▶ **GIVEN EXERCISE A**: Transcribe the part of the espresso machine thread starting at "# Lack of Info" and ending at "is not possible?".

# Lack of Info on Little Gems



## majnu (Jan 31, 2014)

Hi

I can find shed loads of information, videos, impressions on the Cherub or Heavenly but nothing on the Little Gem. Is the LG auto a good machine for home use where fitting a waste pipe or mains water supply to it is not possible?

It does mention 6l water tank in the description (in the link below) but I just want to make sure it doesn't depend on a main water supply.

http://www.yorkcoffeesystems.com/espresso-machines/fracino-little-gem-espresso-machine-(auto)/

Is the one in the link an older model? Are these HX's or dual boilers? It does look Bakelite'ish lol

Thanks


----------



## coffeechap (Apr 5, 2012)

The little gem is nit little at all, it will fill a counter from front to back, it is an hx machine designed to be used commercially in low output environments, capable of a ton of steam.


----------



## espressotechno (Apr 11, 2011)

Panels are steel, pump is vibratory, E61 type head. All standard Fracino components. Good chunky machine for domestic use, if you have the space.


----------



## coffeebean (Jan 26, 2010)

The one in the link does look like an older model. It's a cracking machine if you have space for it! It's a tank machine (not plumbed) and has a 6ltr water tank, 4 ltr boiler, is 420mm high, 375mm wide and 500mm deep. I'll do you one for £875 delivered (semi-auto) or £975 delivered for the electronic version.

Andy

Here's a link to Fracino's own page for the machine http://www.fracino.com/machines/hand-fill-coffee-machines/little-gem.html


----------



## majnu (Jan 31, 2014)

Think it's going to be too big for me unfortunately as I saw one on ebay advertised locally as a coopers, but it looked like a Little Jem.

http://www.ebay.co.uk/itm/121483206571?_trksid=p2060778.m1431.l2649&ssPageName=STRK%3AMEBIDX%3AIT


----------



## coffeebean (Jan 26, 2010)

That is rebadged and ancient little gem! What's your budget? Maybe I can find something else for you?

Andy


----------



## majnu (Jan 31, 2014)

coffeebean said:


> That is rebadged and ancient little gem! What's your budget? Maybe I can find something else for you?
> 
> Andy


I'm not looking to upgrade to a new machine just yet as I'm still learning the ropes, but I scour ebay for local deals and impulse buy if a potential bargain is to be had. It's how I got my grinder


----------

▶ **GIVEN EXERCISE B**: Gather every line in the rows below that contains the string "shoe", matching case exactly.

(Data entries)
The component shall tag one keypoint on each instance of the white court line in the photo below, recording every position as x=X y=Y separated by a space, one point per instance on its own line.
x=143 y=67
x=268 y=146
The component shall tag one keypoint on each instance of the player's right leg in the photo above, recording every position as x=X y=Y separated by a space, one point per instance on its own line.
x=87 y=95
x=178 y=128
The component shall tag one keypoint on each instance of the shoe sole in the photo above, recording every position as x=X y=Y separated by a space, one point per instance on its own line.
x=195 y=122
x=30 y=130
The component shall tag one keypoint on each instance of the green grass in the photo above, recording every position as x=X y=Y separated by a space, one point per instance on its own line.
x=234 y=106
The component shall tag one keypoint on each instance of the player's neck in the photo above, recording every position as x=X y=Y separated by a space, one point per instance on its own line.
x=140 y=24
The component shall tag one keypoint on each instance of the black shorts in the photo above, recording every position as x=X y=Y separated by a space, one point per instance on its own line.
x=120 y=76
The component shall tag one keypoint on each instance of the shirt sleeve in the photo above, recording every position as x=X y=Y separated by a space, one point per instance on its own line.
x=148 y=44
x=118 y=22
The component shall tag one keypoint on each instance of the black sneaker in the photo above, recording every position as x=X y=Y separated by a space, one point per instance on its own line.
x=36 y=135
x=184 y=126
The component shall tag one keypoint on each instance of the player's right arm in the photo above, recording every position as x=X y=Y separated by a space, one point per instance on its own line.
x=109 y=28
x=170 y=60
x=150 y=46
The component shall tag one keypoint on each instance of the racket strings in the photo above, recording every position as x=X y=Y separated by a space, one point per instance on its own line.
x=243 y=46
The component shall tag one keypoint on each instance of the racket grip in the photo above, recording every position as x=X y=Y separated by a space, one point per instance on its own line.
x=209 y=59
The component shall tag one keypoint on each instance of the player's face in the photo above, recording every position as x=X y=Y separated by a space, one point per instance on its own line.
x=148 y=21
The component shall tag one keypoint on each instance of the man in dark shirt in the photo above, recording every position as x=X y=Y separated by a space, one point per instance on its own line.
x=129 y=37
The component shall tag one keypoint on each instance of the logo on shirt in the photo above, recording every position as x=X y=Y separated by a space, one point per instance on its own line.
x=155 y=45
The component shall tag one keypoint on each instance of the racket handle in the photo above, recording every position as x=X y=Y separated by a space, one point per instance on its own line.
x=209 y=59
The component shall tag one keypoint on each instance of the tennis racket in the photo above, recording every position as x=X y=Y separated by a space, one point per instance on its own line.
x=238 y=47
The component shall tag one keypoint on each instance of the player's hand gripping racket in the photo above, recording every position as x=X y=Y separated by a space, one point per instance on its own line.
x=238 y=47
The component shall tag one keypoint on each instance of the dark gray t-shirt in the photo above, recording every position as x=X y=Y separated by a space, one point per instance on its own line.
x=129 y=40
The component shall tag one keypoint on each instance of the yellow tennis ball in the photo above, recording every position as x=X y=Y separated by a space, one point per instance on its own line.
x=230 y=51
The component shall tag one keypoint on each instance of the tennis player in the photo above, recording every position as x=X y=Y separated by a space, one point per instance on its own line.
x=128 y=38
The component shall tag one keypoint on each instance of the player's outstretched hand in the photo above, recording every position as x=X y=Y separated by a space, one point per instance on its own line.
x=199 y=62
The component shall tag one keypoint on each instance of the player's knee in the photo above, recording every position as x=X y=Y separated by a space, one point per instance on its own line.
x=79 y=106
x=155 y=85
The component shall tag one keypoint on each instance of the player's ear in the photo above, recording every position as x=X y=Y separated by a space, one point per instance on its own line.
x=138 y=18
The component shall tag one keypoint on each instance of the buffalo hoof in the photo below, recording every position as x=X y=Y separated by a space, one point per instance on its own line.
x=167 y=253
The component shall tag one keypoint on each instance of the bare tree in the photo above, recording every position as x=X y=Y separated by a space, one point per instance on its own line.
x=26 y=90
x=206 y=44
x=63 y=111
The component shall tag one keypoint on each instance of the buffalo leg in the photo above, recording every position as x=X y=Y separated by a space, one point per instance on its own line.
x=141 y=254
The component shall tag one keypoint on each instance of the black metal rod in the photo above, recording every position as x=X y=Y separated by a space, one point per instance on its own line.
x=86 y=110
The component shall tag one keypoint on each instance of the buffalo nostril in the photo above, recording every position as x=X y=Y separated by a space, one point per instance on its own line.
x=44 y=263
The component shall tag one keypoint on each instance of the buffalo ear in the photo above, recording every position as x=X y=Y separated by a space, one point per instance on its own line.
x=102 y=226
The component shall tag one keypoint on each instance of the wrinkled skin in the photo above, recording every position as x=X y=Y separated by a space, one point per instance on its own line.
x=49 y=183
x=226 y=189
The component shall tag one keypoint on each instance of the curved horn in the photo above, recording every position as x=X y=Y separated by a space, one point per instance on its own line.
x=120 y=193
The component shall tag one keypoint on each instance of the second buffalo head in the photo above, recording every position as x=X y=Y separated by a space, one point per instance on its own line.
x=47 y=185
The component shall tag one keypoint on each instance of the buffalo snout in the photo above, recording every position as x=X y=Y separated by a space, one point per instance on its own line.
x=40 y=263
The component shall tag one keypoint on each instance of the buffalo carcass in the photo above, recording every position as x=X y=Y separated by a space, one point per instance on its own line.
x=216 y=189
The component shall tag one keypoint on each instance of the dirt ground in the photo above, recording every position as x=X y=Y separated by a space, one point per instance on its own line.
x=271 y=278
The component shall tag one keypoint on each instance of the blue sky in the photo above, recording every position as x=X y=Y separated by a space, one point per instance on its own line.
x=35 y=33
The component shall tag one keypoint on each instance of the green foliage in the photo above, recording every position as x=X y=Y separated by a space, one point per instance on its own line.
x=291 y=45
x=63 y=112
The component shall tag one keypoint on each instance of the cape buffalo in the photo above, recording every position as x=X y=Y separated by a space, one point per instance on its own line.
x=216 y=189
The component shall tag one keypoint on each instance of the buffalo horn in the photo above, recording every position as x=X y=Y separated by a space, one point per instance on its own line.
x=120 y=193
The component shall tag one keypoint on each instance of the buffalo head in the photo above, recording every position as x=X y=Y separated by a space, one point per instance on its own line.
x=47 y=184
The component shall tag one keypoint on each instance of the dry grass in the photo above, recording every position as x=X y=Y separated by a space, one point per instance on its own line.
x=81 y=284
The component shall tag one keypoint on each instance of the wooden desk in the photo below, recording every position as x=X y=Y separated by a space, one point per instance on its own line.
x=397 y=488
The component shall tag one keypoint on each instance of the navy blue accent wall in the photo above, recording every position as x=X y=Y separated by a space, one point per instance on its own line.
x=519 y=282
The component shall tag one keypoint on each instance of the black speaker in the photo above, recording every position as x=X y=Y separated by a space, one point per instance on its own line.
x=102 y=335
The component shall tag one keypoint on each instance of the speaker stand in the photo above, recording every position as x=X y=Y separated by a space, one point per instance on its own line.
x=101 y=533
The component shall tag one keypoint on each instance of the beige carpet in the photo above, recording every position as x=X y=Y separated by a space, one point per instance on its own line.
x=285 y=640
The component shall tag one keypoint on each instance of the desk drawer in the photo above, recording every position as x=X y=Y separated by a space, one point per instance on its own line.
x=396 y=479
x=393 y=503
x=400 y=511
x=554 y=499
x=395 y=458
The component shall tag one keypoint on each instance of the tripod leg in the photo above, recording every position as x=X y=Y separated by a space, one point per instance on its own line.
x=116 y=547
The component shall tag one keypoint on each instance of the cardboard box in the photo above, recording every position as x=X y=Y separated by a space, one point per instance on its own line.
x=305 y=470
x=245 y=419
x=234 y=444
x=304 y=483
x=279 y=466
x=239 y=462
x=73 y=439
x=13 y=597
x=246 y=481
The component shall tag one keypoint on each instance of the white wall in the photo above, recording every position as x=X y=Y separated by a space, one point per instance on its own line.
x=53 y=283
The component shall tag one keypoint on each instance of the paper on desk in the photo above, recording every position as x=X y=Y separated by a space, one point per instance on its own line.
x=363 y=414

▶ **FINAL RESULT A**:
# Lack of Info on Little Gems



## majnu (Jan 31, 2014)

Hi

I can find shed loads of information, videos, impressions on the Cherub or Heavenly but nothing on the Little Gem. Is the LG auto a good machine for home use where fitting a waste pipe or mains water supply to it is not possible?

▶ **FINAL RESULT B**:
The component shall tag one keypoint on each instance of the shoe sole in the photo above, recording every position as x=X y=Y separated by a space, one point per instance on its own line.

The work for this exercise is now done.